* [WHAT IS EXPECTED]: Would you print out every entry exactly as given?

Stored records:

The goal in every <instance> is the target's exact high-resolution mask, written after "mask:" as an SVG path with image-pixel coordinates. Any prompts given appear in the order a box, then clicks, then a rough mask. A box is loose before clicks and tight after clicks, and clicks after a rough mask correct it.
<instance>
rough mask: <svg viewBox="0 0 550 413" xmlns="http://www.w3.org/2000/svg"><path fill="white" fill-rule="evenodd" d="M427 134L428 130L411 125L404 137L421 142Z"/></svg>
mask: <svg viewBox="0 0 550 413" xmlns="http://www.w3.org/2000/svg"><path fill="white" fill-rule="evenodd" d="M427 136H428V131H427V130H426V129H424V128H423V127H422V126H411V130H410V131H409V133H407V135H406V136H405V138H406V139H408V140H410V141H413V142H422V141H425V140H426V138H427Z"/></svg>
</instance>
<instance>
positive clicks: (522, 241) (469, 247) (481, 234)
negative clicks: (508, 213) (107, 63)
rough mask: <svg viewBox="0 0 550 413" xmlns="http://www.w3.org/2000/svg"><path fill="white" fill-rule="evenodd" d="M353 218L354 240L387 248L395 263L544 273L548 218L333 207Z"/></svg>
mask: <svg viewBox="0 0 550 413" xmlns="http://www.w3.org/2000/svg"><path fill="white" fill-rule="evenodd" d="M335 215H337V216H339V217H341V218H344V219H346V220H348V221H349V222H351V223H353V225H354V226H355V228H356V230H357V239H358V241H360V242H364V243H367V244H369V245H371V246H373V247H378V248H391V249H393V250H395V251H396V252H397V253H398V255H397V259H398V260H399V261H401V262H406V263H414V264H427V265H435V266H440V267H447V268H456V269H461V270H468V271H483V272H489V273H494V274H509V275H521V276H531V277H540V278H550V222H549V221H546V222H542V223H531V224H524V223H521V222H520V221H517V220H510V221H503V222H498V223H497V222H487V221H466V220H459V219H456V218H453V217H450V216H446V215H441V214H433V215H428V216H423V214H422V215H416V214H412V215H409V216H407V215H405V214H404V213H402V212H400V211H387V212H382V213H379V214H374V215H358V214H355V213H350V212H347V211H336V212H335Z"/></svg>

* [RESULT]:
The goal in every <instance> is the target's exact high-resolution mask, written after "mask:" as an SVG path with image-pixel coordinates. Any prompts given appear in the order a box, then clicks, then a rough mask. A box is loose before clicks and tight after clicks, and clicks after a rough mask correct it.
<instance>
rough mask: <svg viewBox="0 0 550 413" xmlns="http://www.w3.org/2000/svg"><path fill="white" fill-rule="evenodd" d="M427 134L428 130L411 125L404 137L421 142Z"/></svg>
mask: <svg viewBox="0 0 550 413" xmlns="http://www.w3.org/2000/svg"><path fill="white" fill-rule="evenodd" d="M427 136H428V131H427V130H426V129H424V128H423V127H422V126H411V130H410V131H409V133H407V135H406V136H405V138H406V139H408V140H410V141H413V142H422V141H425V140H426V138H427Z"/></svg>
</instance>
<instance>
positive clicks: (522, 241) (469, 247) (481, 234)
negative clicks: (508, 213) (107, 63)
rough mask: <svg viewBox="0 0 550 413" xmlns="http://www.w3.org/2000/svg"><path fill="white" fill-rule="evenodd" d="M353 218L354 240L387 248L395 263L544 273L548 218L333 207Z"/></svg>
mask: <svg viewBox="0 0 550 413" xmlns="http://www.w3.org/2000/svg"><path fill="white" fill-rule="evenodd" d="M335 215H337V216H339V217H341V218H344V219H346V220H348V221H349V222H351V223H353V225H354V226H355V228H356V230H357V239H358V241H360V242H364V243H367V244H369V245H371V246H373V247H378V248H391V249H393V250H395V251H396V252H397V253H398V255H397V259H398V260H399V261H401V262H406V263H414V264H427V265H435V266H440V267H447V268H456V269H461V270H468V271H483V272H489V273H494V274H509V275H521V276H531V277H540V278H550V222H549V221H546V222H542V223H531V224H524V223H521V222H520V221H517V220H510V221H503V222H498V223H497V222H487V221H466V220H459V219H456V218H453V217H450V216H446V215H441V214H433V215H428V216H423V214H422V215H416V214H412V215H409V216H407V215H405V214H404V213H402V212H400V211H387V212H382V213H379V214H374V215H358V214H355V213H350V212H347V211H336V212H335Z"/></svg>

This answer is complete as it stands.